### Selected passage
-- START --

Let K be the kernel of f , then we shall prove that
G/K ≅ G' .
Now ,
We define a mapping ∅ from G/K to G' such that
∅(Ka) = f(a) ∀ a ∈ G .
First we show that the mapping ∅ is well defined .
Let Ka = Kb , a , b ∈ G
→ ab⁻¹ ∈ K
→ f(ab⁻¹) = e' , where e' is the identity element in G'
→ f(a)f(b⁻¹) = e'
→ f(a)[f(b)]⁻¹ = e'
→ f(a)[f(b)]⁻¹f(b) = e'f(b)
(post multiplying with f(b) both sides)
→ f(a) = f(b)
→ ∅ is well defined .
Now , we show that the mapping ∅ is one-one .
Let Ka , Kb ∈ G/K such that ∅(Ka) = ∅(Kb)
→ f(a) = f(b)
→ f(a)[f(b)]⁻¹ = f(b)[f(b)]⁻¹
(post multiplying with [f(b)]⁻¹ both sides)

-- END --

### Exercise instructions
**1.** Answer these questions from the proof excerpt.
(a) What is K?
(b) What does e' denote?
(c) In the one-one part, what are both sides post-multiplied by?
**2.** Name every group or set that the proof excerpt denotes by a symbol.
**3.** Put this sentence from the proof excerpt into French: "First we show that the mapping ∅ is well defined."

### Record excerpts
-- START --

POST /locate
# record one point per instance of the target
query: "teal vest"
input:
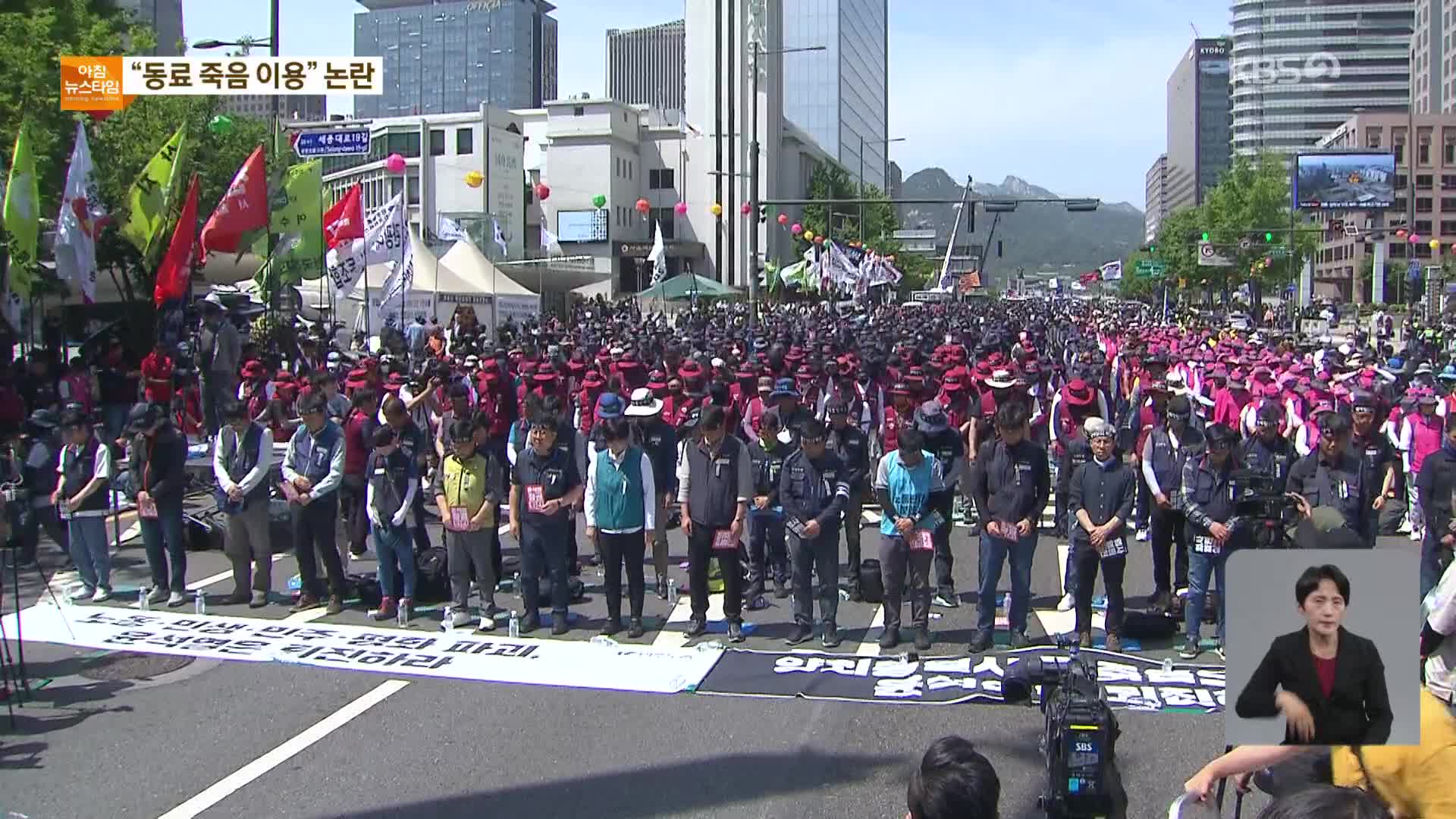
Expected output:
(620, 503)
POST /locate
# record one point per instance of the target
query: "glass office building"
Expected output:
(840, 95)
(449, 57)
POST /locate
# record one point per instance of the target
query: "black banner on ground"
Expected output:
(1131, 682)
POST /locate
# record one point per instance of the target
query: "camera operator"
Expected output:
(1213, 529)
(1378, 458)
(1332, 475)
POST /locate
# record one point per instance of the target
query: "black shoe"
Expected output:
(922, 639)
(830, 639)
(982, 642)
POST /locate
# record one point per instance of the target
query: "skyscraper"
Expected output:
(450, 55)
(1301, 67)
(1197, 123)
(164, 17)
(647, 66)
(840, 96)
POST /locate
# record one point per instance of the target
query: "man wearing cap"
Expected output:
(658, 442)
(851, 445)
(1101, 502)
(1164, 453)
(218, 352)
(312, 472)
(813, 491)
(158, 475)
(948, 449)
(715, 483)
(1009, 483)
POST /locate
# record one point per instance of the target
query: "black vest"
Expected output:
(79, 471)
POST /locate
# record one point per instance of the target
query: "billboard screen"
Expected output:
(1345, 181)
(582, 224)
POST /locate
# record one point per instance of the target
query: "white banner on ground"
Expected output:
(388, 651)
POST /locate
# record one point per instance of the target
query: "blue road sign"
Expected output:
(331, 143)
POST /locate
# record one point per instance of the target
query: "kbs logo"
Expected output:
(1286, 71)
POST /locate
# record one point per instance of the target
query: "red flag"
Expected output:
(174, 278)
(243, 209)
(344, 222)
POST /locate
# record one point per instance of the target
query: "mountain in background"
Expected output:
(1036, 235)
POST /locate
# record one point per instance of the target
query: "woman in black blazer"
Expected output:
(1329, 684)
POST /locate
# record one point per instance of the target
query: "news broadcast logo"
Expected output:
(1286, 71)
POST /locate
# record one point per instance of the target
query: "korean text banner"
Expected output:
(1130, 682)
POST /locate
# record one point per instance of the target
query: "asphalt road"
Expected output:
(146, 736)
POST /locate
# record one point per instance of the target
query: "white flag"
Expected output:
(449, 229)
(383, 242)
(79, 221)
(658, 257)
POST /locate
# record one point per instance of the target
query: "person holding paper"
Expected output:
(465, 494)
(545, 484)
(158, 472)
(1101, 500)
(714, 485)
(905, 482)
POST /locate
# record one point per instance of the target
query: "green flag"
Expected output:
(153, 196)
(22, 215)
(297, 224)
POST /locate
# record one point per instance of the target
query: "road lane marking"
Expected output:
(313, 733)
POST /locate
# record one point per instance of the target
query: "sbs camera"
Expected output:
(1081, 733)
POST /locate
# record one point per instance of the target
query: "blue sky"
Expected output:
(1068, 95)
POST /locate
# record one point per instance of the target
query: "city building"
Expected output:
(453, 55)
(165, 19)
(1345, 262)
(1301, 67)
(1197, 123)
(306, 108)
(839, 96)
(1156, 206)
(647, 66)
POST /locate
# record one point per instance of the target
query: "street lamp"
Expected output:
(753, 169)
(862, 177)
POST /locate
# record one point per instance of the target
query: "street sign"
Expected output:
(335, 142)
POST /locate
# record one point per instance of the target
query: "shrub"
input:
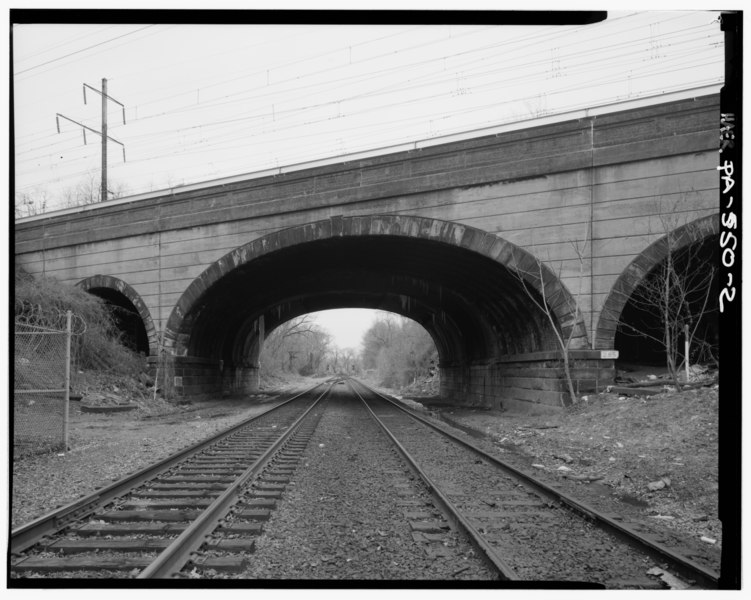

-- END --

### Answer list
**1.**
(a) K is the kernel of f.
(b) e' is the identity element in G'.
(c) Both sides are post-multiplied by [f(b)]⁻¹.

**2.** K, G, G', G/K

**3.** Nous montrons d'abord que l'application ∅ est bien définie.